__What is needed__:
Among the entries below, find the line with "formatted like [150,164].", then quote it and each following line up to and including the line with "formatted like [284,7].", and nothing else.

__Data records__:
········
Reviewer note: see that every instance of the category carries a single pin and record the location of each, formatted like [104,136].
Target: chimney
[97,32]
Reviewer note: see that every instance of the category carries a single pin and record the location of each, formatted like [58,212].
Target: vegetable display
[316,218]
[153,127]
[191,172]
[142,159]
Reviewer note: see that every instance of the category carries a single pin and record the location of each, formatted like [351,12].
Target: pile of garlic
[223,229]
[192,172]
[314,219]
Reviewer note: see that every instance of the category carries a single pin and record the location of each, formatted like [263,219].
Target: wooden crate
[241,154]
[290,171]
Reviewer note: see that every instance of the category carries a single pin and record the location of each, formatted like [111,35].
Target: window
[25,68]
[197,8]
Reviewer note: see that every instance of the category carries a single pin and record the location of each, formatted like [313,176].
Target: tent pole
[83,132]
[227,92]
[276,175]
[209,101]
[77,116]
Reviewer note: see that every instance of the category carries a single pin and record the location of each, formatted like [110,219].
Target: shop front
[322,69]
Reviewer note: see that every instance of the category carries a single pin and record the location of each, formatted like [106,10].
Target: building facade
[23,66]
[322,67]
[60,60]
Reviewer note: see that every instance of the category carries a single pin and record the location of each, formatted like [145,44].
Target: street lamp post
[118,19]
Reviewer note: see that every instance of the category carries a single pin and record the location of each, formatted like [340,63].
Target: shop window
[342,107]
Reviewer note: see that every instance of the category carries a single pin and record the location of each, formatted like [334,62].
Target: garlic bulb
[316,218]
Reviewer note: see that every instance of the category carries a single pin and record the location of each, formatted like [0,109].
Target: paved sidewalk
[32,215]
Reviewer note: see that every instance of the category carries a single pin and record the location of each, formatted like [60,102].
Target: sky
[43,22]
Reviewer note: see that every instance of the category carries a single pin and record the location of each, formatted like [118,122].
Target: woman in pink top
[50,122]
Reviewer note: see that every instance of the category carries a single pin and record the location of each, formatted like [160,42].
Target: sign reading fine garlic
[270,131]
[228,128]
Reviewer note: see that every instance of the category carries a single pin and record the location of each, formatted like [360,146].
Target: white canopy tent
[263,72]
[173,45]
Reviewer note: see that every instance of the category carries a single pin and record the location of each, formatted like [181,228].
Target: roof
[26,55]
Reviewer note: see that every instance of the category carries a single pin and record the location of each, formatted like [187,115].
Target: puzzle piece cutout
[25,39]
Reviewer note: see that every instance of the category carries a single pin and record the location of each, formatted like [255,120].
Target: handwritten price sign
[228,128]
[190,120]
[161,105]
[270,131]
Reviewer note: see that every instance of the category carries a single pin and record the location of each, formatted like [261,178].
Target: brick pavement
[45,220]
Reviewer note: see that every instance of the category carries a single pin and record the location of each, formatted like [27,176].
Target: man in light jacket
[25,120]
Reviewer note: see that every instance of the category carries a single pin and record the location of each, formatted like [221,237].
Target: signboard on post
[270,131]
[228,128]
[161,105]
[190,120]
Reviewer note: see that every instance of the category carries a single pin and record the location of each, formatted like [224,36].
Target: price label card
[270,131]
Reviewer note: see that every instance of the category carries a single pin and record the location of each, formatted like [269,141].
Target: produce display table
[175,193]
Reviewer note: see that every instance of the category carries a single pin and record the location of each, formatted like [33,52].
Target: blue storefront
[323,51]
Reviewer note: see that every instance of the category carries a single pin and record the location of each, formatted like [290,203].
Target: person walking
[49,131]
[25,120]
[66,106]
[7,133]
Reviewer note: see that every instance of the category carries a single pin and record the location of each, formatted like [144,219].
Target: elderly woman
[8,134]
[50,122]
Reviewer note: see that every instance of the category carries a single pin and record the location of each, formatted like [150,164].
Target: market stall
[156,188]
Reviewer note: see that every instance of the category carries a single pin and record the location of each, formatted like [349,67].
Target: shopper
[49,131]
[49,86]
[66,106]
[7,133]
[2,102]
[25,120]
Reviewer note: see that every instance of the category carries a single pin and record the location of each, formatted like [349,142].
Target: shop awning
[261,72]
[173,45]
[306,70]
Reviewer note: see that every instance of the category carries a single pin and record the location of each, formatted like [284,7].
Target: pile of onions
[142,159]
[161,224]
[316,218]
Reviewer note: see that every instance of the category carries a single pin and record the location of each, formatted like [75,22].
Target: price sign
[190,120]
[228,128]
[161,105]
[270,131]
········
__Finished exercise__:
Reviewer note: see that every instance of the category carries a single pin and record the location of each, formatted like [150,164].
Target: market stall
[156,188]
Reviewer note: see that every instance of the category carries a single pin and record the location of each, formatted like [349,67].
Target: shopper
[49,131]
[49,86]
[66,106]
[7,133]
[2,102]
[25,120]
Reviewer note: see that every instance of the category carries a single pin and record the location of each, formatted like [349,142].
Target: shop awning
[261,72]
[173,45]
[306,70]
Reviewer note: see that every instance of the category carries a single pin and record the location of each, formatted like [284,7].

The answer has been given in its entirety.